* Begin SOURCE DATA *

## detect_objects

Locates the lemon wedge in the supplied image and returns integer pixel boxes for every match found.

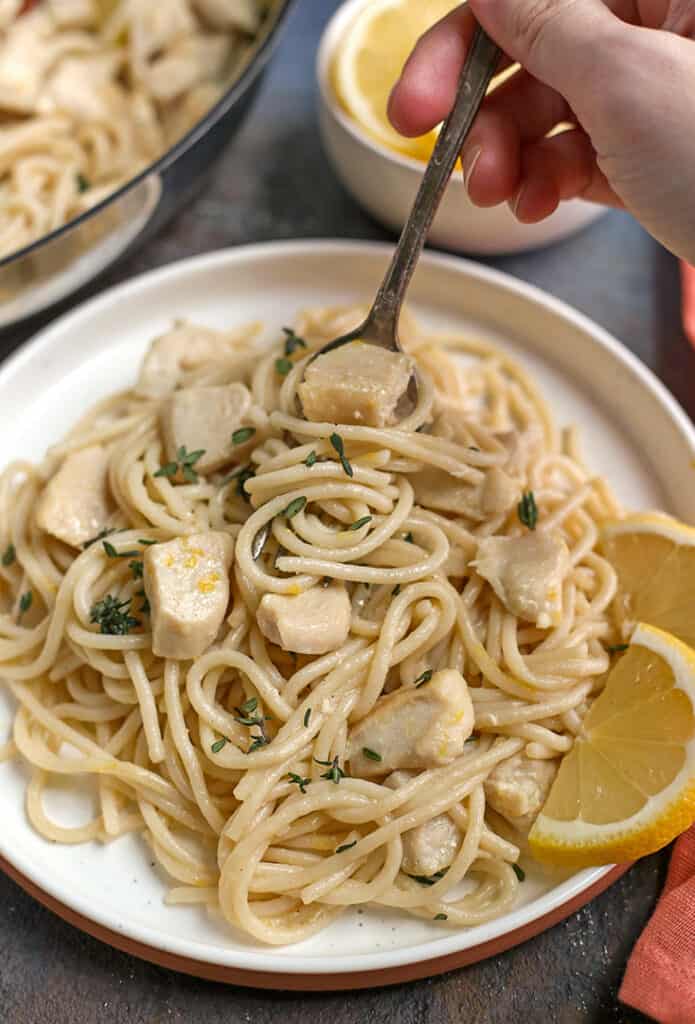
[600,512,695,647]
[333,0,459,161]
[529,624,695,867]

* End SOURCE DATA *
* Begin SOURCE DATA *

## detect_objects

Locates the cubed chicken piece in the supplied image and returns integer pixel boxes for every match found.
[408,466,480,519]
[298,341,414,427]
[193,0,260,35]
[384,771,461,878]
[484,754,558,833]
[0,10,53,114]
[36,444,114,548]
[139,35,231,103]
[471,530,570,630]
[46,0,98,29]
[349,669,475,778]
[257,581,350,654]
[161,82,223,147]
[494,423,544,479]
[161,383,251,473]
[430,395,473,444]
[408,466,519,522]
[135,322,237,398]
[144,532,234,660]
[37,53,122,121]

* End SOURCE DATA *

● **GIVEN REQUEST**: Extract every line of the entries above that contains the string "supplied", and copy each such line in full.

● **IN RESPONSE**:
Locates the lemon wedge in the supplied image and returns integer pixel boxes for every match found.
Locates the cubed chicken piece in the supplied image and returns integer pixel boxes for every match found.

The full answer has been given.